| THINGS TO DO |
1. In the passage about the epic singer Avdo, how many epics made up his repertory?
2. Continue the passage about the epic singer Avdo, starting right after its last line.

| TEXT PROVIDED |
···

Two years after returning from the army he was married, when, according to his reckoning, he was twenty-nine years old. It was at this time that he acquired the little farm in Obrov. His friends had praised a girl in that village to him, and he married her, as the custom was, without ever setting eyes on her or she on him. He lived through the terror of the First World War and somehow managed to keep his butcher shop. His descriptions of the lot of the Moslems in Bijelo Polje during the few months immediately following the downfall of Turkey are graphic. Until the new law and government were set up, for a period of about three months, the Moslems were plundered and killed by their former Christian subjects, the raja. Avdo was among those who survived; his family had never been rich, they had never been “aghas.”

He watched the world around him torn to shreds once more by the Second World War. During these later years of his life he had the satisfaction that as father and patriarch he felt was his right. One son had disappointed him, but two other sons stayed by him and cared for him. He had daughters-in-law to help his wife and a grandson to dandle on his knee. He was a quiet family man in a disturbed and brutal world. The high moral tone of his songs is genuine. His pride in tales of the {59|60} glories of the Turkish Empire in the days of Sulejman, when it was at its height and when “Bosnia was its lock and its golden key,” was poignantly sincere without ever being militant or chauvinistic. That empire was dead, and Avdo knew it, because he had been there to hear its death rattle. But it had once been great in spite of the corruption of the imperial nobility surrounding the sultan. To Avdo its greatness was in the moral fiber and loyal dedication of the Bosnian heroes of the past even more than in the strength of their arms. These characteristics of Avdo’s poems, as well as a truly amazing sensitivity for the feelings of other human beings, spring from within the singer himself. Avdo believed with conviction in the tradition that he exemplified.

Milman Parry of Harvard University’s Department of Classics collected epic songs from Avdo during the months of July and August 1935. Avdo had a repertory of fifty-eight epics; Parry recorded nine of these on phonograph discs and Nikola Vujnović, Parry’s assistant, wrote down four others from Avdo’s dictation.

Recorded

  • “The Death of Mustajbey of the Lika” (Parry Text no. 6807, Rec. nos. 5146-5180, June 28, 1935, 2,436 lines).
  • “Hrnjica Mujo Avenges the Death of Mustajbey of the Lika” (Text no. 6810, Rec. nos. 5181-5278, June 29-30, 1935, 6,290 lines).
  • “The Wedding of Vlahinjić Alija” (Text no. 12,375, Rec. nos. 5459-5552, July 14-15, 1935, 6,042 lines; there is also a dictated version of this song from Avdo, Text no. 6841, July 16, 24, 25, 1935, 5,883 lines. Both texts were published in Međedović, 1980.).
  • “The Heroism of Đerđelez Alija” (Text no. 12,379, Rec. nos. 5595-5635, July 15-16, 1935, 2,624 lines).
  • “Osmanbey Delibegović and Pavičević Luka” (Texts nos. 12,389 and 12,441, Rec. nos. 5712-5817, 6471-6561, July 17-20, August 1-3, 1935, 13,331 lines; text published, Međedović, 1980).

···

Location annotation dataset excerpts
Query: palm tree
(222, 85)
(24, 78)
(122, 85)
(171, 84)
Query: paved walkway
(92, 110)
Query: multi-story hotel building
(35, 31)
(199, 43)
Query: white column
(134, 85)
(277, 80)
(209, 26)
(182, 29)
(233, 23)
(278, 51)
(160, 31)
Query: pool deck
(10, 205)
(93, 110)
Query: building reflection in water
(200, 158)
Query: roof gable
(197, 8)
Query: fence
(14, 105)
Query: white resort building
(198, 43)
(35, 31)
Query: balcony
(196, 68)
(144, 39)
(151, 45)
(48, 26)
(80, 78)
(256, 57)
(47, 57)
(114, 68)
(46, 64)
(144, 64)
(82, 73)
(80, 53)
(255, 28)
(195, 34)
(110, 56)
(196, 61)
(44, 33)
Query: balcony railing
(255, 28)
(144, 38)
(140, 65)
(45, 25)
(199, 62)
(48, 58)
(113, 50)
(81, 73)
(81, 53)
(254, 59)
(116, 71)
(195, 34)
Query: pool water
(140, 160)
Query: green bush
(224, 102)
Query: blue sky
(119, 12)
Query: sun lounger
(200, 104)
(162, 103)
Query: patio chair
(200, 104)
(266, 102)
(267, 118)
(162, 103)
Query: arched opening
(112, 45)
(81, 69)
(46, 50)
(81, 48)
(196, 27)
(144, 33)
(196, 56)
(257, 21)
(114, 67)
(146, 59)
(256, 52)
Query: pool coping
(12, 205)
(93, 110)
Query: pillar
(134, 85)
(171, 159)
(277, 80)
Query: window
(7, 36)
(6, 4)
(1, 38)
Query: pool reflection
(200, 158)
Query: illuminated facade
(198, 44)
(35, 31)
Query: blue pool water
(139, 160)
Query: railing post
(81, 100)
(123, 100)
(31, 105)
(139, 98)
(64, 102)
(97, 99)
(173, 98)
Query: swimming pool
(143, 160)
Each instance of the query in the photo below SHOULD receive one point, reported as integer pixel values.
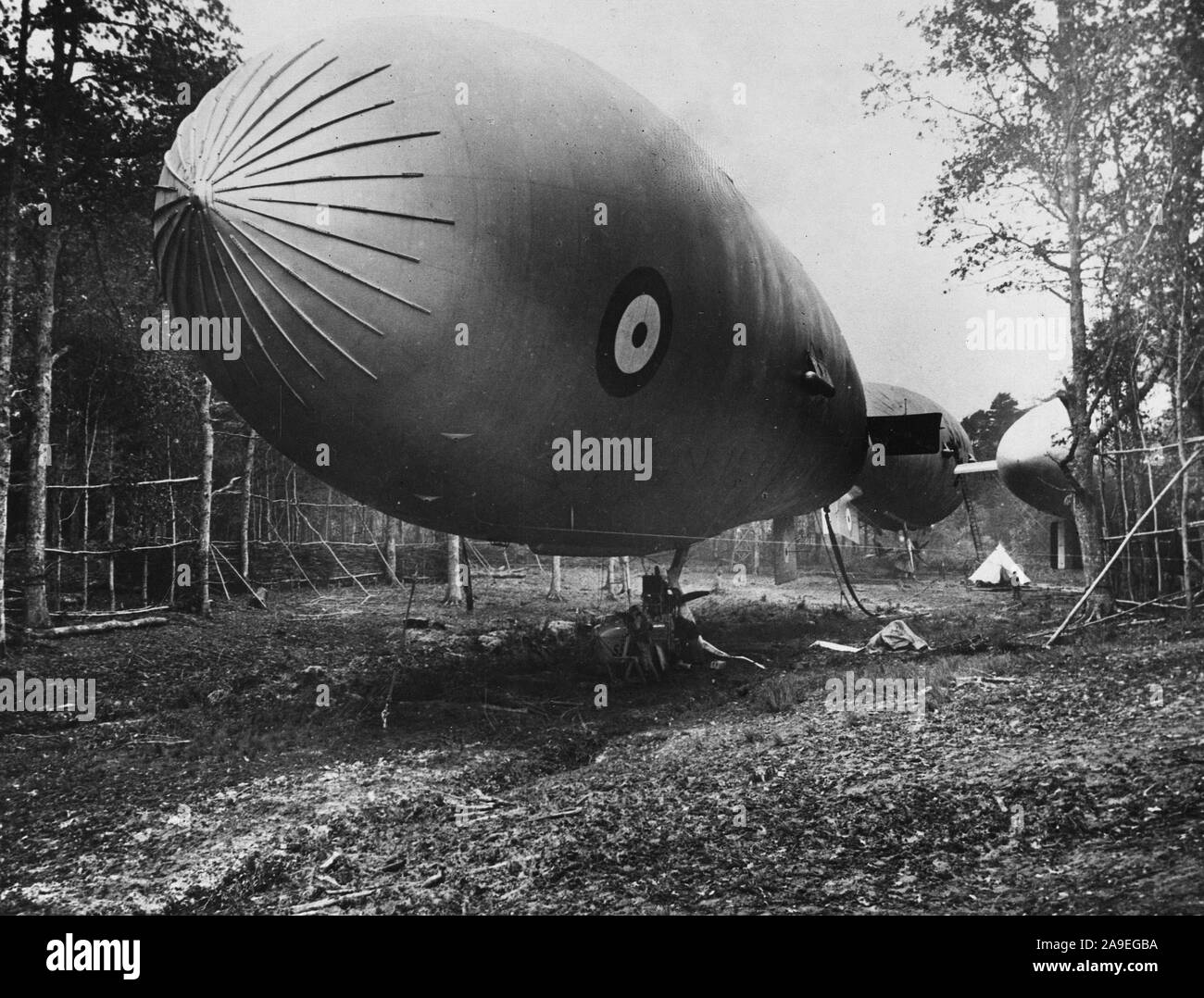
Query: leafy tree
(1034, 191)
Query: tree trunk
(454, 593)
(390, 549)
(37, 614)
(554, 589)
(1083, 462)
(248, 468)
(203, 543)
(785, 549)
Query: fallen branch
(557, 814)
(71, 630)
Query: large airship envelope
(501, 293)
(910, 490)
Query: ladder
(972, 517)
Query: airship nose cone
(1030, 457)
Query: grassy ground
(1067, 780)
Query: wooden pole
(248, 468)
(206, 493)
(109, 524)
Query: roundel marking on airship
(634, 332)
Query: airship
(486, 288)
(914, 489)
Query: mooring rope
(839, 561)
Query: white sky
(801, 149)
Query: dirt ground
(1068, 780)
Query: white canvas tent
(997, 569)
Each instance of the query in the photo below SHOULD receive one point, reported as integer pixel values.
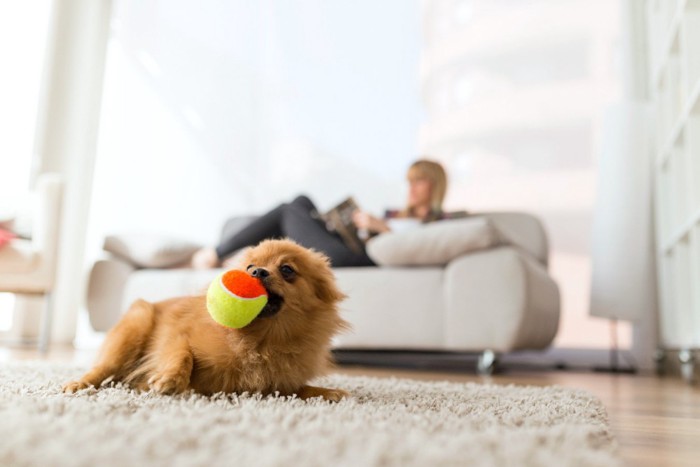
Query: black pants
(299, 221)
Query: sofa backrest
(522, 230)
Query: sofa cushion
(150, 250)
(433, 244)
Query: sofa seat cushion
(434, 244)
(150, 250)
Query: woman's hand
(365, 221)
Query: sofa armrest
(106, 285)
(523, 231)
(500, 299)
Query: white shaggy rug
(387, 422)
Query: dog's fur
(174, 345)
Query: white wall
(233, 107)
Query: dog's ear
(327, 291)
(324, 284)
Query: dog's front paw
(75, 386)
(168, 383)
(335, 395)
(331, 395)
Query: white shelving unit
(674, 52)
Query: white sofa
(493, 300)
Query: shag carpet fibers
(387, 422)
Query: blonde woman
(300, 221)
(427, 182)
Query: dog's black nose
(260, 273)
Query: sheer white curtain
(23, 29)
(514, 94)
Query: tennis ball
(234, 299)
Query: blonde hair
(436, 175)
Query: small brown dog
(174, 345)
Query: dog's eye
(287, 271)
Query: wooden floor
(656, 420)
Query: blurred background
(209, 109)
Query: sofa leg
(487, 363)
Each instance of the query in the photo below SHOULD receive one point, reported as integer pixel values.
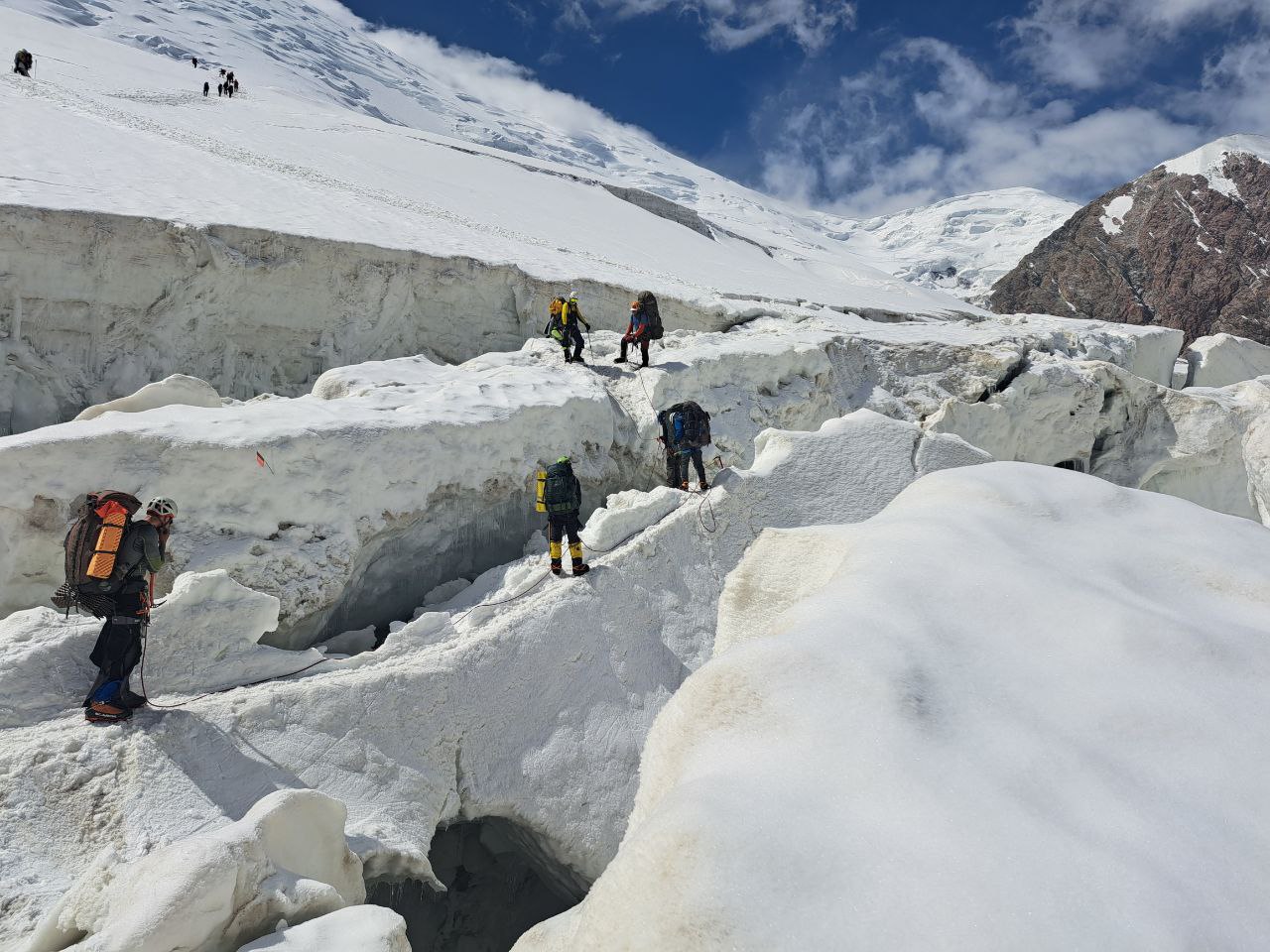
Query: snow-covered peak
(1209, 160)
(322, 60)
(964, 244)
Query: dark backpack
(654, 316)
(695, 424)
(562, 493)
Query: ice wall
(1199, 444)
(397, 476)
(532, 710)
(94, 306)
(1020, 708)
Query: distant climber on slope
(636, 333)
(561, 498)
(564, 326)
(109, 560)
(685, 431)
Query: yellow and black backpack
(93, 547)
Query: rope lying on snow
(218, 690)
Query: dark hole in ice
(500, 884)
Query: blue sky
(869, 107)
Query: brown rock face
(1185, 257)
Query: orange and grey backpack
(93, 547)
(556, 327)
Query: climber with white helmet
(136, 549)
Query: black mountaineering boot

···

| RESPONSES PER TASK |
1. Fifty-eight.

2.
  • “Sultan Selim Captures Kandija” (Text no. 12,447, Rec. nos. 6677- 6763, August 4, 5, 8, 1935, 5,919 lines).
  • “The Illness of Emperor Dušan in Prizren” (Text no. 12,463, Rec. nos. 6848-6857, August 8, 1935, 645 lines).
  • “The Captivity of Kara Omeragha” (Text no. 12,465, Rec. nos. 6888-6906, August 9, 1935, 1,302 lines).
  • “Bećiragić Meho” (Text no. 12,471, Rec. nos. 7015-7108, August 10- 11, 1935, 6,313 lines). {60|61}

Dictated

  • “The Arrival of the Vizier in Travnik” (Text no. 6802, June 29-30, July 4-5. 1935. 7,621 lines).
  • “The Wedding of Meho, Son of Smail” (Text no. 6840, July 5-12, 1935, 12,311 lines; text published Međedović, 1974b, translation published Međedović, 1974a).
  • “Gavran Harambaša and Sirdar Mujo” (Text no. 12,427, July 26, 1935, 4,088 lines).
  • “The Captivity of Tale of Orašac in Ozim” (Text no. 12,428, July 30, 1935, 3,738 lines, unfinished).

The mere bulk of these epic songs is astonishing: 637 record sides, or 319 twelve-inch phonograph discs recorded on both sides; 44,902 lines sung on discs, and 33,653 lines written from dictation. His longest song on records contains 13,331 lines and fills 199 record sides, or 100 twelve-inch discs recorded on both sides. If one reckons five minutes of singing on one side of a record, then this song represents more than sixteen hours of singing time. The total singing time for all the recorded material listed here is approximately fifty-three hours.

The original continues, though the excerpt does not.